Copy, without any change, the lines of the entries below that begin with the line containing "Exercise. Tag the snow" and continue through the line containing "x=231, y=29", including both of those lines.

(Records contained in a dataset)
|---|

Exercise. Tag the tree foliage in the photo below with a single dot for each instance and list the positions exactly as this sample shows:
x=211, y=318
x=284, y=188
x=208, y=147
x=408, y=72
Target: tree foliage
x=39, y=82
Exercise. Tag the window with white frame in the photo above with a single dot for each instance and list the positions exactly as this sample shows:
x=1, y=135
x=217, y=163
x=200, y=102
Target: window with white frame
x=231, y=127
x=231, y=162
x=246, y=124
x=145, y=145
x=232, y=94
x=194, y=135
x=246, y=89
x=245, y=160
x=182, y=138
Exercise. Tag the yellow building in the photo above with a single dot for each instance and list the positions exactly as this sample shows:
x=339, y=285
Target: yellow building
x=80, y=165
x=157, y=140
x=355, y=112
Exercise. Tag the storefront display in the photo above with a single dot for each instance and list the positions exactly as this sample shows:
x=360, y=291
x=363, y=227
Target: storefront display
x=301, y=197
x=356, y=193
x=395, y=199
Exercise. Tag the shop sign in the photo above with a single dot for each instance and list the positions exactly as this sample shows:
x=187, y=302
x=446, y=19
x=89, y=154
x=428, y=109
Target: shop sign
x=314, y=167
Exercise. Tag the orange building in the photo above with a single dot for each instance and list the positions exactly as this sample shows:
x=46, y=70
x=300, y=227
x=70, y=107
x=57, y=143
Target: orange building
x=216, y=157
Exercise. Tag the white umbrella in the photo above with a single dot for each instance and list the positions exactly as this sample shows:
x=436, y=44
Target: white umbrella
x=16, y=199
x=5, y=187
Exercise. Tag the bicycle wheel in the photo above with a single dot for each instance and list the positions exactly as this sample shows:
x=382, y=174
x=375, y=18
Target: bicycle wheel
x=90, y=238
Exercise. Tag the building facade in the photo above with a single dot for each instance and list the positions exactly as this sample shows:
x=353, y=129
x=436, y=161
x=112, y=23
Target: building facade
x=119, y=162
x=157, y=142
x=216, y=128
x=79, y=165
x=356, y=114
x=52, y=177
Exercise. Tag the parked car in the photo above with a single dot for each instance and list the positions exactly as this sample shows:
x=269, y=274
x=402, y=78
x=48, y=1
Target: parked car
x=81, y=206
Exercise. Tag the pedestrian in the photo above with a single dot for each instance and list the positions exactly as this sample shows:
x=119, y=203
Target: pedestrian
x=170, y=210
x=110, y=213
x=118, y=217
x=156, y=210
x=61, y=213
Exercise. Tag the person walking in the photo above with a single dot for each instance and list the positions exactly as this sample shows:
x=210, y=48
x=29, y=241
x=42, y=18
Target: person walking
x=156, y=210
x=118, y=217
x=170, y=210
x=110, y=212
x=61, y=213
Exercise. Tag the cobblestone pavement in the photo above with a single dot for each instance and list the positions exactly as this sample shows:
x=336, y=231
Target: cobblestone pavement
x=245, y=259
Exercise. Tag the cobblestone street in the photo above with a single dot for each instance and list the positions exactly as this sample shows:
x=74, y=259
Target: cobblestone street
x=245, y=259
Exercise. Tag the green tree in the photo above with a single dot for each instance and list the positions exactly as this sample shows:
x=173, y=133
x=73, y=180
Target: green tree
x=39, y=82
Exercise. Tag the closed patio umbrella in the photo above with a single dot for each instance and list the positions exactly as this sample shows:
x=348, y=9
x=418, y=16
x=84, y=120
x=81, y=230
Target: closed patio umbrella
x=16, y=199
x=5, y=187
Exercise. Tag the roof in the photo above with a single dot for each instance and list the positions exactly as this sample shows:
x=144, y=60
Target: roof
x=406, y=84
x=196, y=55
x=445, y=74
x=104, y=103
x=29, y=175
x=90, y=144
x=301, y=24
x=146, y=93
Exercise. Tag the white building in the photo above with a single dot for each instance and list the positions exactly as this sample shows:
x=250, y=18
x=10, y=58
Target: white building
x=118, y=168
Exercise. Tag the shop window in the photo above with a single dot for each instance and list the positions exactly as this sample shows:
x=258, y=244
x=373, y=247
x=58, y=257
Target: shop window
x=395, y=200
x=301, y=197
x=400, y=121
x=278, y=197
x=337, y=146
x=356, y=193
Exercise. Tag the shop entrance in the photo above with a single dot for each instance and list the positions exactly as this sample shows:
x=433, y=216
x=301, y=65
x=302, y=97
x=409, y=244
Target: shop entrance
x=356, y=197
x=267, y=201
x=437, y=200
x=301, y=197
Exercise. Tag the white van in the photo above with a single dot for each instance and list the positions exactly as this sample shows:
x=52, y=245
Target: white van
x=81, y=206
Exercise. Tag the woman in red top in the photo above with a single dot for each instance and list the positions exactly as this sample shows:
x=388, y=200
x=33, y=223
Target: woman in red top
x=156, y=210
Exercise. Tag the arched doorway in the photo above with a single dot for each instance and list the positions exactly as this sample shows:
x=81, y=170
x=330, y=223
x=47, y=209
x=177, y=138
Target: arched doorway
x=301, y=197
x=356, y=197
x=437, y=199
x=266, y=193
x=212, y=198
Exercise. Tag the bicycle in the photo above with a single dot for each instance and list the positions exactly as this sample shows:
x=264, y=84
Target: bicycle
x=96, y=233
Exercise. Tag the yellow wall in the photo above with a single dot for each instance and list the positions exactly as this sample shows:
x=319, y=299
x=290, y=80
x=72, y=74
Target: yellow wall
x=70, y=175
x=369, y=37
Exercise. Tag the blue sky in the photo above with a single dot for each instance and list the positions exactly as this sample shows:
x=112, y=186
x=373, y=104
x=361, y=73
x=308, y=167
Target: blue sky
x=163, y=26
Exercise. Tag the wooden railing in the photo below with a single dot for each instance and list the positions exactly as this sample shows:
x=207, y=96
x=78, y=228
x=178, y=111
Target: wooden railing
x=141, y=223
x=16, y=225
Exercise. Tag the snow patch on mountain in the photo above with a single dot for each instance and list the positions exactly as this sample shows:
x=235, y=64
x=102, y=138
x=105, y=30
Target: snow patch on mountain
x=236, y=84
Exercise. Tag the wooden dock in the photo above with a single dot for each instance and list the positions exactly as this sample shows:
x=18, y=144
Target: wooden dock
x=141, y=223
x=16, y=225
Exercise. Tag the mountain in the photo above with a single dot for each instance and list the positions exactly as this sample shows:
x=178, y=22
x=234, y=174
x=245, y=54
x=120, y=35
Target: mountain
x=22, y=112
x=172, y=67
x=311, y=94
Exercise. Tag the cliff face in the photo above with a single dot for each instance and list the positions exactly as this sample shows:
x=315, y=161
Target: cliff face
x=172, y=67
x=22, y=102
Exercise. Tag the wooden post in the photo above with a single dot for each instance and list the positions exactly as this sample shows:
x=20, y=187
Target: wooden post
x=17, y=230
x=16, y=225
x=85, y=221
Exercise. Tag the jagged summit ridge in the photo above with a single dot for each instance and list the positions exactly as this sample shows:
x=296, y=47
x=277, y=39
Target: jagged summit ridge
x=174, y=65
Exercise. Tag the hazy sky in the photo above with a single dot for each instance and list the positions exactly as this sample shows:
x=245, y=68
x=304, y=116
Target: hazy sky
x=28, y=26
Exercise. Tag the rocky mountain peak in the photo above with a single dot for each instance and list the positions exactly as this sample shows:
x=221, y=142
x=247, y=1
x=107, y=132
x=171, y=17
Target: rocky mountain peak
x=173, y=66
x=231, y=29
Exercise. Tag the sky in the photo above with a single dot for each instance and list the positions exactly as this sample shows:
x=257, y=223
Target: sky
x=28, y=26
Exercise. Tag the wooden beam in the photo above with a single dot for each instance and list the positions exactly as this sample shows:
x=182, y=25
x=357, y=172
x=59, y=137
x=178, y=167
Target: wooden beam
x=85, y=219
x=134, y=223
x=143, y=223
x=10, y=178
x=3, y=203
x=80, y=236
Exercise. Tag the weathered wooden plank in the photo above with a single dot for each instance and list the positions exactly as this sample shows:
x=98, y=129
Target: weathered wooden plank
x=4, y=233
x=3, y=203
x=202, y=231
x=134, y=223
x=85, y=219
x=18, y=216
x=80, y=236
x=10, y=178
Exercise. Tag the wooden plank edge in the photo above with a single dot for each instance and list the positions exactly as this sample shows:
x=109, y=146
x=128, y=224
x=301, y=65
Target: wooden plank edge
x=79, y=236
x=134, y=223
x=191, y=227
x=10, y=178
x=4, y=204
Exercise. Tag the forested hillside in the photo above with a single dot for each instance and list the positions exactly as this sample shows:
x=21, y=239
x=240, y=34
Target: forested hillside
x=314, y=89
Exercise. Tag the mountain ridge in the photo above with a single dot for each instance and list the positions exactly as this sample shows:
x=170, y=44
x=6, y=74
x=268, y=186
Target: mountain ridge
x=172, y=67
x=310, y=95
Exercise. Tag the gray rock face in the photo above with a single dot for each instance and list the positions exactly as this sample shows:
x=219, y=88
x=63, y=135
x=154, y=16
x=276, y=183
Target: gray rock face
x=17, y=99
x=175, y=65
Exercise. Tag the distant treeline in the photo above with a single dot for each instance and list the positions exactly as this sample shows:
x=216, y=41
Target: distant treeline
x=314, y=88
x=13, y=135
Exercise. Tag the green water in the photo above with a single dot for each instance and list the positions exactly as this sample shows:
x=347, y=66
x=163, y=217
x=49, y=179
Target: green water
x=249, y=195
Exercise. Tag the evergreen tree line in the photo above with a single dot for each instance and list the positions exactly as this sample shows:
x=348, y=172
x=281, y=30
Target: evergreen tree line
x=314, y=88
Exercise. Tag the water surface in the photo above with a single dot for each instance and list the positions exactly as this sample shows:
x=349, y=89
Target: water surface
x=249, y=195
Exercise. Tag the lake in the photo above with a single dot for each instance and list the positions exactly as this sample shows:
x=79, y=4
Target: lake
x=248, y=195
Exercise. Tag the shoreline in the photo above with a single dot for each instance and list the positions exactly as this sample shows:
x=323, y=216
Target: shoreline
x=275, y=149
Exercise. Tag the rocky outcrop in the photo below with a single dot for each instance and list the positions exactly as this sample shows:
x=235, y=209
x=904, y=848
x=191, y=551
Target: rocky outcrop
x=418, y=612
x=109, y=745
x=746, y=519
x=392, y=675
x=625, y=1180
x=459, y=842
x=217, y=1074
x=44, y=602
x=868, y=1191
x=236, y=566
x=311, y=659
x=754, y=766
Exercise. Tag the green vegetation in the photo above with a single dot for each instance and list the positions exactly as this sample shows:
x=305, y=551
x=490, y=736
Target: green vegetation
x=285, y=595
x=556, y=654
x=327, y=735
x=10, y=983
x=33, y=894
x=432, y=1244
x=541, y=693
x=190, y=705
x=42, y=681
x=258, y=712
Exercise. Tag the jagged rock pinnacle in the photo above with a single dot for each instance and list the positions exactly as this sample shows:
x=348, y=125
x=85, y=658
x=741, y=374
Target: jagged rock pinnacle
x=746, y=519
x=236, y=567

|---|

Answer in full
Exercise. Tag the snow patch on mountain in the photo above with a single dot for each instance and list the positions exactly as this sample shows:
x=235, y=64
x=102, y=138
x=105, y=30
Target: snow patch on mountain
x=236, y=84
Exercise. Tag the wooden dock in the photo above with a single dot for each instance and list the positions exactly as this sample shows:
x=18, y=144
Target: wooden dock
x=141, y=223
x=16, y=225
Exercise. Tag the mountain in the photo above with a single dot for each instance and list the positions exactly as this sample shows:
x=178, y=22
x=234, y=174
x=245, y=54
x=120, y=35
Target: mountain
x=22, y=112
x=172, y=67
x=311, y=94
Exercise. Tag the cliff face in the photo above with a single dot for each instance and list the positions exactly as this sample shows:
x=315, y=161
Target: cliff face
x=172, y=67
x=22, y=102
Exercise. Tag the wooden post in the photo above with a single dot for each instance and list the positions exactly as this sample shows:
x=20, y=187
Target: wooden post
x=17, y=230
x=16, y=225
x=85, y=221
Exercise. Tag the jagged summit ridge in the photo above with a single dot for each instance and list the positions exactly as this sample shows:
x=296, y=47
x=277, y=39
Target: jagged summit ridge
x=174, y=65
Exercise. Tag the hazy sky in the photo above with a single dot for each instance and list the positions exactly as this sample shows:
x=245, y=68
x=304, y=116
Target: hazy sky
x=28, y=26
Exercise. Tag the rocky mountain peak in the photo above with a single dot for each instance and list the positions exactly as this sample shows:
x=221, y=142
x=247, y=1
x=107, y=132
x=171, y=17
Target: rocky mountain peak
x=173, y=66
x=231, y=29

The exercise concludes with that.